Supplied records:
------

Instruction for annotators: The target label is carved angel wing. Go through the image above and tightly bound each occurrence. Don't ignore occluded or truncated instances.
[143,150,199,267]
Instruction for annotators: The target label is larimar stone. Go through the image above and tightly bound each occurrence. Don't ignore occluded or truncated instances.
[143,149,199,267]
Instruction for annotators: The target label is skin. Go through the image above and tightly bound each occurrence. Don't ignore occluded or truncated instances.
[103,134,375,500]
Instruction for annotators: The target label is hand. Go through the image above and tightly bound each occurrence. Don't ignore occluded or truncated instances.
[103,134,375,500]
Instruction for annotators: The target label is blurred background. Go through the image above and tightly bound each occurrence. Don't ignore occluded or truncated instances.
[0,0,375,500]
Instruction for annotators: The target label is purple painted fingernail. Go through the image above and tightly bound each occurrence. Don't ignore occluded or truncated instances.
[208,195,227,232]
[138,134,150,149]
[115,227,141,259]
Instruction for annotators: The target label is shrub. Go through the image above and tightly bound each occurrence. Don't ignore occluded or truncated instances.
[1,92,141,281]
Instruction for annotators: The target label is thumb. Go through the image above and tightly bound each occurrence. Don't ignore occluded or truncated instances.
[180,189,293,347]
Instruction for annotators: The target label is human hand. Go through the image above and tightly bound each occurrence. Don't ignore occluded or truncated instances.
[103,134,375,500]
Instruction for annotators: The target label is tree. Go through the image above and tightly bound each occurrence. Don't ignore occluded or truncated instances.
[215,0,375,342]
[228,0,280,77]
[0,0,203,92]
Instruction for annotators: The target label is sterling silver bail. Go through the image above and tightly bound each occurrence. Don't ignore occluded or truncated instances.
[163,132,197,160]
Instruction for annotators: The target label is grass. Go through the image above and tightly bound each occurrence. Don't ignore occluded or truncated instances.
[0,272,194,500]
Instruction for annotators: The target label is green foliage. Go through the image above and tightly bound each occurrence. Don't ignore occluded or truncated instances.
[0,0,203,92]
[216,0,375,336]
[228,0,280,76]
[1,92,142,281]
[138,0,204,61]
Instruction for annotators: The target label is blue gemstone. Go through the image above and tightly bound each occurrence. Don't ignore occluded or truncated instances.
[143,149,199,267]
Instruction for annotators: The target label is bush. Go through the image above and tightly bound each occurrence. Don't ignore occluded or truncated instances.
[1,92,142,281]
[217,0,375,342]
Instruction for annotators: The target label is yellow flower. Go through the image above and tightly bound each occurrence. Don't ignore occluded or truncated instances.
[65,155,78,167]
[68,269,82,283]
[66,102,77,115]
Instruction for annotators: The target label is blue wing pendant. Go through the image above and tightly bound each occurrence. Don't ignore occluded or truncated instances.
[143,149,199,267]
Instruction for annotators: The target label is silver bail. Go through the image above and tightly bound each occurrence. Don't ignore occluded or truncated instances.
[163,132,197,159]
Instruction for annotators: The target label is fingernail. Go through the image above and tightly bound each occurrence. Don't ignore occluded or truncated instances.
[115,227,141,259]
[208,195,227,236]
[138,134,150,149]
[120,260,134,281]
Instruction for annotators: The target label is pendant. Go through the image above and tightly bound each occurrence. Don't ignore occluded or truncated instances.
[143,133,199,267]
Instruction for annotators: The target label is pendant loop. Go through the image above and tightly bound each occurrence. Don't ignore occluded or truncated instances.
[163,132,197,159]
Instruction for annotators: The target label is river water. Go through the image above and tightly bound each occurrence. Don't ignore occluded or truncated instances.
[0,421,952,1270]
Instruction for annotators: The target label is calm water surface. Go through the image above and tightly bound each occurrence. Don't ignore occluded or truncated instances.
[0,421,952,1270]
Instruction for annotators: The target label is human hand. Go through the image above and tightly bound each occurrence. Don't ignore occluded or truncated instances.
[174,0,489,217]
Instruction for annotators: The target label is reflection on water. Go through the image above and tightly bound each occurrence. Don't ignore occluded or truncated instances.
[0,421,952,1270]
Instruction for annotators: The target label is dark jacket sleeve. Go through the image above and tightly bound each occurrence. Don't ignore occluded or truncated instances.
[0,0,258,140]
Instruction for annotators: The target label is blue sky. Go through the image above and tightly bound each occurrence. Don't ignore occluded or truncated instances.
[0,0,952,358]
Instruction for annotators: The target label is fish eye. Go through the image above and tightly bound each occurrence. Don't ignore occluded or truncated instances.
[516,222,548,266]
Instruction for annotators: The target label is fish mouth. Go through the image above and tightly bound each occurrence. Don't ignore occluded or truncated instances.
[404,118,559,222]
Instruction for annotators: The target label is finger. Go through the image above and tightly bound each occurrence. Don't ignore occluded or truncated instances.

------

Aim of the task: Copy every one of the records above, line for line, without changing anything.

Expected output:
Instruction for annotators: The target label is carved angel wing. Go through the image above and tightly bound each occurrence. Don't ignore occluded or truncated instances.
[143,150,199,267]
Instruction for annotators: The target label is larimar stone. Go through the image above and tightly bound each occurrence. Don't ignore occluded or truncated instances.
[143,149,199,267]
Instruction for annotators: The target label is skin. Go through the image above and tightly bound each occurrence. Don't ignore occluded or truncated instances.
[103,134,375,500]
Instruction for annotators: The target label is hand. Go through the image above and tightly bound each occurrence. Don't ignore occluded or truncated instances.
[103,134,375,500]
Instruction for annotators: The target label is blurred background. Go through the image above and tightly bound each occurrence. Don't ignore occluded or truncated instances.
[0,0,375,500]
Instruction for annotators: The target label is purple painted fingernail. Go through the image above and tightly bound each occurrence. Don't ignore occluded or truncated instances.
[208,195,227,232]
[138,134,150,149]
[115,227,141,259]
Instruction for annotators: The target label is shrub. Go through the image above and tightly bound each occurrence. Don't ignore occluded or truncated instances.
[1,92,141,281]
Instruction for annotators: The target label is thumb. Go through the image above and tightly bound each occurrence. Don't ignore occluded or truncated instances.
[180,189,293,347]
Instruction for annotators: The target label is human hand. Go through the image above and tightly bound each occurrence. Don't ignore occluded or truncated instances.
[103,134,375,500]
Instruction for annotators: The target label is tree. Go through the image above and tightly bound each occurrence. Don't ignore occluded or truncated instances.
[215,0,375,342]
[228,0,280,77]
[0,0,203,92]
Instruction for annotators: The target label is sterling silver bail. Go through the image above and tightly bound each occurrence. Don't ignore occluded or truncated instances.
[163,132,197,160]
Instruction for annotators: The target label is grass. Go through the image above and tightly bound each occurrence. Don't ignore occluded or truncated instances.
[0,272,194,500]
Instruction for annotators: The target label is green foliage. Go through the image above and tightly bound each occurrence. Don't ignore occluded or truncated instances.
[0,0,203,92]
[216,0,375,336]
[228,0,280,76]
[1,92,142,281]
[138,0,204,61]
Instruction for annotators: The target label is blue gemstone. Go through the image above and tightly bound each occurrence. Don't ignore occluded or truncated instances.
[143,149,199,267]
Instruction for annotators: The target label is bush. Go through the image above and tightly bound each occurrence. Don't ignore occluded or truncated instances.
[1,92,142,281]
[217,0,375,342]
Instruction for annotators: The target label is yellow flower. Go through the image above and tightly bound each occurrence. Don't ignore occluded or truncated instances.
[65,155,78,167]
[68,269,82,283]
[66,102,77,115]
Instruction for annotators: The target label is blue wing pendant. Go through the image above and tightly bound each occurrence. Don't ignore occluded or truncated instances.
[143,149,199,267]
Instruction for annotators: The target label is silver bail. Go through the image above and tightly bound each occurrence. Don't ignore occluded or truncated instances.
[163,132,197,159]
Instruction for annotators: The target label is fingernail. Go through the image above and tightly bound each occurrence. Don't ignore occluded or truncated instances.
[115,227,141,259]
[208,195,227,236]
[138,134,150,149]
[120,260,134,281]
Instruction for annotators: The target label is pendant. Go through the image above and tightly bound each occurrence. Don't ignore occluded or truncated instances.
[143,133,199,267]
Instruction for annotators: The target label is pendant loop. Go through the image above and tightly bound each occurrence. Don't ignore occluded or truncated instances.
[163,132,197,159]
Instruction for annotators: The target label is river water. Go through the image above and tightly bound each occurrence. Don't ignore occluded or truncated instances.
[0,421,952,1270]
Instruction for annotators: The target label is calm water surface. Go through the image above and tightly bound each occurrence. Don't ignore occluded or truncated instances.
[0,421,952,1270]
Instruction for annotators: The target label is human hand. Go through the image above and tightly bound each occurrence. Don't ignore occluded or truncated instances.
[174,0,489,217]
Instruction for annotators: The target label is reflection on water. Go through the image above and tightly bound each occurrence. Don't ignore occluded or truncated instances.
[0,421,952,1270]
Instruction for annotators: The target label is dark jacket sleeve. Go through the image above and tightly bound each occurrence. Don't ignore occluded or truncated instances.
[0,0,258,140]
Instruction for annotators: The target label is blue sky. Go through the image above and tightly bound each occurrence. Don't ignore occluded or truncated instances.
[0,0,952,358]
Instruction for annotators: The target label is fish eye. Go through the image above and tightly bound each occurrence. Don't ignore occluded or truncated instances.
[516,222,548,266]
Instruction for annotators: The target label is fish mouth. Go through the image above and tightly bound each occurrence. Don't ignore occluded or truncated instances.
[404,118,559,222]
Instruction for annotators: The target label is finger. Go through the image above and tightly bound each occurrence. Don't ignore occluded or truncated instances.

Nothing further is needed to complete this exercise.